● **Article**
● ● ●
And, no: to demand this comportment of an American President isn’t just some pie-in-the-sky bleeding-heart hippie babble. This is a fundamental standard of human decency – a standard to which we hold all other international actors. (Well, except for those willing to join us in “coalition” as we carpet-bomb yet another defenseless people, and any tin-pot dictators whom are at a given moment in our employ…)

Instead, of course, Barack Obama has, e.g.: retained Dubya’s Secretary of War, expanded the war in Afghanistan, greatly expanded the global assassination-by-drone campaign, left a massive Middle East deployment trailing in the wake of the ever-so-reluctant withdrawal from Iraq (essentially, the withdrawal was a product of U.S. fecklessness), bombed the shit out of Libya (while rattling, louder and ever louder, sabres at Iran and Syria), and maintained the Bush-era torture-first-then-ask-no-questions policy in re so-called “illegal combatants” (in fact, it’s entirely legal for citizens to use any means at their disposal” to resist military occupation).

He has furthermore accelerated to a dizzying pace the Bush Administration’s rollback of Civil Liberties at home – including having  seized from the judiciary the authority to convict and punish without trial (i.e., murder) any American citizen unilaterally deemed a “terrorist” and having mercilessly tortured one of the few insiders principled enough to have blown the whistle on our abominable crimes — and then thrown away the key to his cell (Obama’s crack-down on whistle-blowers has been “unprecedented“). All with a smugly jingoistic front which is stomach-turning to say the least.

Oh, did that say “zeal” up above? Apparently it’s more like “glee” with which Obama personally chooses, during his “Terror Tuesday” meetings, the “suspects” to whom will be administered the New American “Due Process” proceedings:

In interviews with The New York Times, three dozen of his current and former advisers described Mr. Obama’s evolution since taking on the role, without precedent in presidential history, of personally overseeing the shadow war with Al Qaeda.
● ● ●
● **Material**
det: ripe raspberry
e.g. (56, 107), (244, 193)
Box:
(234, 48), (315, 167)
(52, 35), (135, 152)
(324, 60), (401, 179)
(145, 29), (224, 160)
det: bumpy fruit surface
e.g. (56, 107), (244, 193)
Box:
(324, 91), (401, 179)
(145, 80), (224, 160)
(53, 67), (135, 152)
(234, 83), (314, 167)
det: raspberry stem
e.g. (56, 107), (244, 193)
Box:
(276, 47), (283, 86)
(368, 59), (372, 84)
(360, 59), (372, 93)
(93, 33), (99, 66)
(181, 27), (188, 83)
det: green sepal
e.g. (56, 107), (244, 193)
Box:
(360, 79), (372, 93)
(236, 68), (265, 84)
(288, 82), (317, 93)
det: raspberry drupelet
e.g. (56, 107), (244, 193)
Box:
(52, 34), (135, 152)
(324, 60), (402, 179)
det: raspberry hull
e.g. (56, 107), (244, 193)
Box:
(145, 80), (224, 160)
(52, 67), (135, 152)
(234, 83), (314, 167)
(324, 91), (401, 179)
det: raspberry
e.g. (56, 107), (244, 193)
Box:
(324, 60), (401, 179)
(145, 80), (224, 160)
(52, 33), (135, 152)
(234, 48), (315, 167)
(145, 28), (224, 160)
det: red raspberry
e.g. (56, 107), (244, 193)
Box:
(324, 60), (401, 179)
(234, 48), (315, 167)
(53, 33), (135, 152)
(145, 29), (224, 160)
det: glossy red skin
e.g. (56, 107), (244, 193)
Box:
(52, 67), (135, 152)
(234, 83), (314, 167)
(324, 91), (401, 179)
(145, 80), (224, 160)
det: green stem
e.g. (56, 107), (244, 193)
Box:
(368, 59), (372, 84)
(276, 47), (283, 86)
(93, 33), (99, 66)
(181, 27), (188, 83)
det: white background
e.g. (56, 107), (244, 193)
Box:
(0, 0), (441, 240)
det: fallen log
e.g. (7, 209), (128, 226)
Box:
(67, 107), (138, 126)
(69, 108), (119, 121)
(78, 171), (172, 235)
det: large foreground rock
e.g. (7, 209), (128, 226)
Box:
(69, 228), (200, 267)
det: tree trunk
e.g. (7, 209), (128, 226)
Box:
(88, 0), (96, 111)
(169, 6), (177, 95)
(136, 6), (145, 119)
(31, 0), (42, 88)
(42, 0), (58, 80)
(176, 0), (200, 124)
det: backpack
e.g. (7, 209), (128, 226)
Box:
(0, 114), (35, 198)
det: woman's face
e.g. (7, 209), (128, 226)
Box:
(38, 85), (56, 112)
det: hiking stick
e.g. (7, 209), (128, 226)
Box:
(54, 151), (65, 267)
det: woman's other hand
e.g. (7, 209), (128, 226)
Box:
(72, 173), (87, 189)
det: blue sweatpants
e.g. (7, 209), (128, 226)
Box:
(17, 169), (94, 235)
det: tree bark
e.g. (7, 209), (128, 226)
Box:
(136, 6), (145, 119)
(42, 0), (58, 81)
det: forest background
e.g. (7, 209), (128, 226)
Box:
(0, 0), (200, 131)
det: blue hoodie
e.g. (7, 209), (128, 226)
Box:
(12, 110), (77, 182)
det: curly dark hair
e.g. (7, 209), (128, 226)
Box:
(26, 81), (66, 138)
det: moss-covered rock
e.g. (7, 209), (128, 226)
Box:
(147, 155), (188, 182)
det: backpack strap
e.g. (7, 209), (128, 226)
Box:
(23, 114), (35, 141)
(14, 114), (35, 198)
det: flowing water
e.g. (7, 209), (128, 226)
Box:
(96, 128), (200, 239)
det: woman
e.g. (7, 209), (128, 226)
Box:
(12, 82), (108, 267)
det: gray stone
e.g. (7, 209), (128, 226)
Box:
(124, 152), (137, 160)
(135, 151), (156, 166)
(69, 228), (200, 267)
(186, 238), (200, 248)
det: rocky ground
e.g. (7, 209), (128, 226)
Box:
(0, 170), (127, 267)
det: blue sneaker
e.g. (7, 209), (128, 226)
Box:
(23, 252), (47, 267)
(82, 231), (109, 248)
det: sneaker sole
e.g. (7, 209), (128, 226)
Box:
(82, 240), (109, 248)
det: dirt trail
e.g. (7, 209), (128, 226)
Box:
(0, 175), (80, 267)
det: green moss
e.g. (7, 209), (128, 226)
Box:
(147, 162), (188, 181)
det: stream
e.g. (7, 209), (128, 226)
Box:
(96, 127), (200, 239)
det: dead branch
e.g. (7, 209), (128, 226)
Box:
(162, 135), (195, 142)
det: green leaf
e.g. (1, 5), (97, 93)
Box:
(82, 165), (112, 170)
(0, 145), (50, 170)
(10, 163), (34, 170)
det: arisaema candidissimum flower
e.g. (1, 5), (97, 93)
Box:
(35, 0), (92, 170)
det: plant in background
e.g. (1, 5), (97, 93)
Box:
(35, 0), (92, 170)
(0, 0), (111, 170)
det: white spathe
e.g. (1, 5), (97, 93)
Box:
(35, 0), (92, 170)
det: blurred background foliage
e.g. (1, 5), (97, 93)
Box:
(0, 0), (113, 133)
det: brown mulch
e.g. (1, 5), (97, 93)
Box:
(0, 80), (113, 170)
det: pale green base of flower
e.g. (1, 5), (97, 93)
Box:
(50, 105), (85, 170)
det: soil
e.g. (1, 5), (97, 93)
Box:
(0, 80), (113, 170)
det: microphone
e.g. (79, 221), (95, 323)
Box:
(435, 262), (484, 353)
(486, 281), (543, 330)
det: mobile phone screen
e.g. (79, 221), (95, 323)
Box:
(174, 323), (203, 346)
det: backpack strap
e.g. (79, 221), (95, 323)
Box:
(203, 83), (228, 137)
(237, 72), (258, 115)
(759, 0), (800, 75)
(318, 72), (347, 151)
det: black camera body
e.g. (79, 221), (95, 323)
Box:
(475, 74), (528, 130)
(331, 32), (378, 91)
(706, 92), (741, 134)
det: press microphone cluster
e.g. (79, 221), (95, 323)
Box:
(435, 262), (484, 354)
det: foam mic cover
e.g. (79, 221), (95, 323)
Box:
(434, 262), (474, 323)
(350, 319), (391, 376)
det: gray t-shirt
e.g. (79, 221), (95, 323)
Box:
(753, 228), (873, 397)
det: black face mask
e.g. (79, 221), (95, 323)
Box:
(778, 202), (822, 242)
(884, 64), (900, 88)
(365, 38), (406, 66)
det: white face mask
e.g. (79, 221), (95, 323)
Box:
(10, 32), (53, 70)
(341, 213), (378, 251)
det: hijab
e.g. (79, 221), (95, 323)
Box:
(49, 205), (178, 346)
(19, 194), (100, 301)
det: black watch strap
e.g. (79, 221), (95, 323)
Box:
● ● ●
● **Complete the following**
**A)** In the commentary, substitute "several dozen" for "three dozen" and write out the part from "In interviews with" to "with Al Qaeda.".
**B)** Quote the rows from the line with "det: press microphone cluster" through the last line of the rows, both ends included.
The commentary and the rows are unrelated material.

● **Responses to the tasks**
**A)**
In interviews with The New York Times, several dozen of his current and former advisers described Mr. Obama’s evolution since taking on the role, without precedent in presidential history, of personally overseeing the shadow war with Al Qaeda.

**B)**
det: press microphone cluster
e.g. (79, 221), (95, 323)
Box:
(435, 262), (484, 354)
det: foam mic cover
e.g. (79, 221), (95, 323)
Box:
(434, 262), (474, 323)
(350, 319), (391, 376)
det: gray t-shirt
e.g. (79, 221), (95, 323)
Box:
(753, 228), (873, 397)
det: black face mask
e.g. (79, 221), (95, 323)
Box:
(778, 202), (822, 242)
(884, 64), (900, 88)
(365, 38), (406, 66)
det: white face mask
e.g. (79, 221), (95, 323)
Box:
(10, 32), (53, 70)
(341, 213), (378, 251)
det: hijab
e.g. (79, 221), (95, 323)
Box:
(49, 205), (178, 346)
(19, 194), (100, 301)
det: black watch strap
e.g. (79, 221), (95, 323)
Box:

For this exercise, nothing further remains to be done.